== Prompt ==
Render every item below as a numbered list, one line per number, with blank lines dropped and the pictures left out.

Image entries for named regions
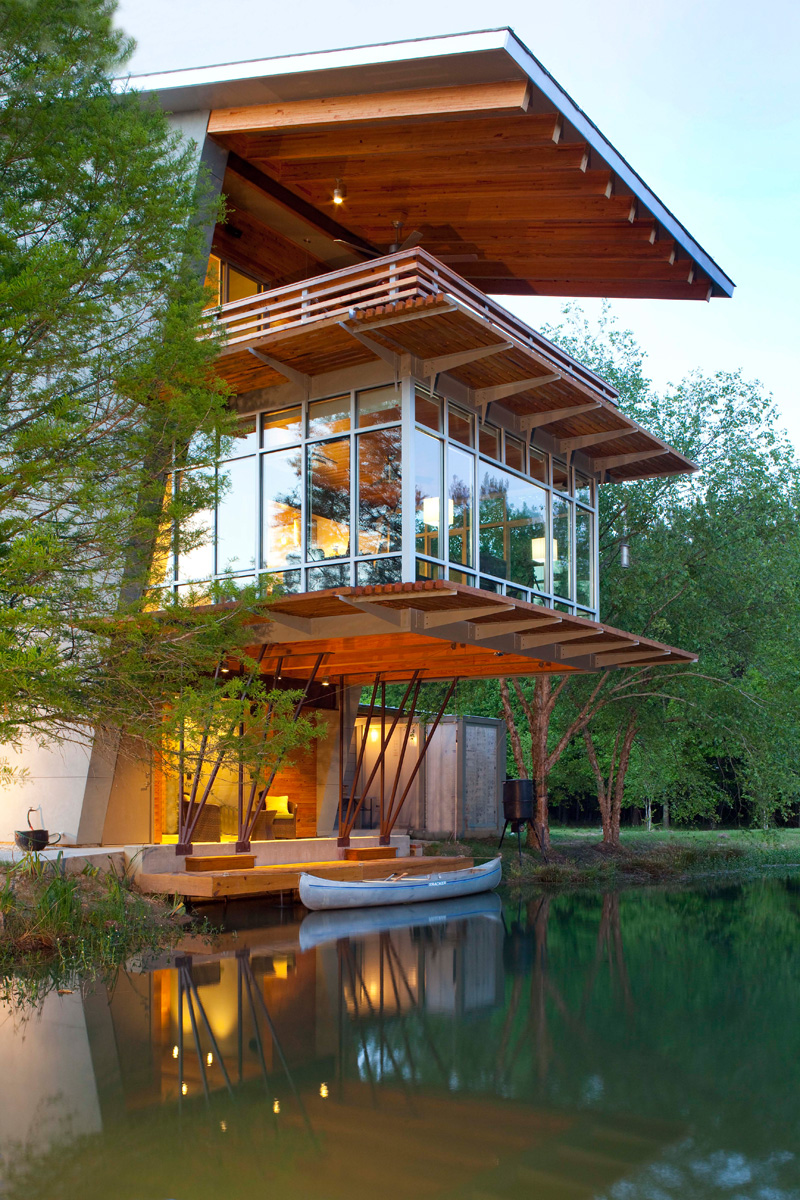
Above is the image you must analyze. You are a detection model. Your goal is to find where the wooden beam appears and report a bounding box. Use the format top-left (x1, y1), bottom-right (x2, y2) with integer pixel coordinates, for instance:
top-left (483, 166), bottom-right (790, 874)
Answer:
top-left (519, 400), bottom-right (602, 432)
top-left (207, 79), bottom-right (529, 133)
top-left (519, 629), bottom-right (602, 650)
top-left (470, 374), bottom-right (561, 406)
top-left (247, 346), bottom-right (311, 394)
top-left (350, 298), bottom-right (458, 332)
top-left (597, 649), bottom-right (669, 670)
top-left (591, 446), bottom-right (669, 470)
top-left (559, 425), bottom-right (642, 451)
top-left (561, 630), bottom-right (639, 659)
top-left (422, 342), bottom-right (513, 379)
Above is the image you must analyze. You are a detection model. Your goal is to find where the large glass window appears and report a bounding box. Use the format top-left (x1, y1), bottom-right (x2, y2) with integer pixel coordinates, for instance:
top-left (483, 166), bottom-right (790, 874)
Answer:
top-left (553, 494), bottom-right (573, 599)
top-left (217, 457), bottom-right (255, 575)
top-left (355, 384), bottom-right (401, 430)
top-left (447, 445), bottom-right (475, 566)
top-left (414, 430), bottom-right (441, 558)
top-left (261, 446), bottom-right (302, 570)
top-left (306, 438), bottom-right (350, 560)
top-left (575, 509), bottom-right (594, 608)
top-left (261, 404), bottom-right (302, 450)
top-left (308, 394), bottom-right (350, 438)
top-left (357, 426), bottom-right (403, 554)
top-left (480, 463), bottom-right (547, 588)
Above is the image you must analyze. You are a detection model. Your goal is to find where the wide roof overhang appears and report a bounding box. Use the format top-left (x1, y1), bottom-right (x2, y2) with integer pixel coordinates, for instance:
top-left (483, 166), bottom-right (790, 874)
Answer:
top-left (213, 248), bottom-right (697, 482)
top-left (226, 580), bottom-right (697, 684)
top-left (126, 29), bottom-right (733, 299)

== Task answer ==
1. Above is the image you must analyze. You are a detection model. Your goal is to find where the wooden beam appears and report a bounding box. Use the format top-left (x1, y1), bottom-right (x2, y2) with integer pixel coordinates, for instance:
2. top-left (483, 166), bottom-right (790, 874)
3. Answer:
4. top-left (519, 400), bottom-right (602, 432)
5. top-left (207, 79), bottom-right (529, 133)
6. top-left (519, 629), bottom-right (602, 650)
7. top-left (470, 374), bottom-right (561, 406)
8. top-left (247, 346), bottom-right (311, 394)
9. top-left (350, 298), bottom-right (458, 332)
10. top-left (597, 649), bottom-right (669, 670)
11. top-left (591, 446), bottom-right (669, 470)
12. top-left (559, 425), bottom-right (642, 451)
13. top-left (561, 630), bottom-right (639, 659)
14. top-left (422, 342), bottom-right (513, 379)
15. Above is the image you must analyze. You are a detection model. Your goal is to find where the large glass window appears and report a bounding box. Use the format top-left (x1, y1), bottom-right (x2, y2) with integer pixel coordinates, for instance:
16. top-left (483, 166), bottom-right (790, 874)
17. Answer:
18. top-left (553, 494), bottom-right (573, 599)
19. top-left (217, 457), bottom-right (255, 575)
20. top-left (355, 384), bottom-right (401, 430)
21. top-left (447, 445), bottom-right (475, 566)
22. top-left (414, 430), bottom-right (441, 558)
23. top-left (261, 446), bottom-right (302, 570)
24. top-left (306, 438), bottom-right (350, 560)
25. top-left (575, 509), bottom-right (594, 608)
26. top-left (261, 404), bottom-right (302, 450)
27. top-left (308, 394), bottom-right (350, 438)
28. top-left (357, 426), bottom-right (403, 554)
29. top-left (480, 463), bottom-right (547, 588)
30. Above is the image you must analyze. You are a detection model. Your goal is to find where the wide roof overhang appears and report a bounding box. Use the format top-left (x1, y1), bottom-right (x2, y2) with integer pixel coordinates, for instance:
31. top-left (483, 166), bottom-right (790, 874)
32. Answer:
33. top-left (213, 248), bottom-right (697, 482)
34. top-left (226, 580), bottom-right (697, 684)
35. top-left (126, 29), bottom-right (733, 299)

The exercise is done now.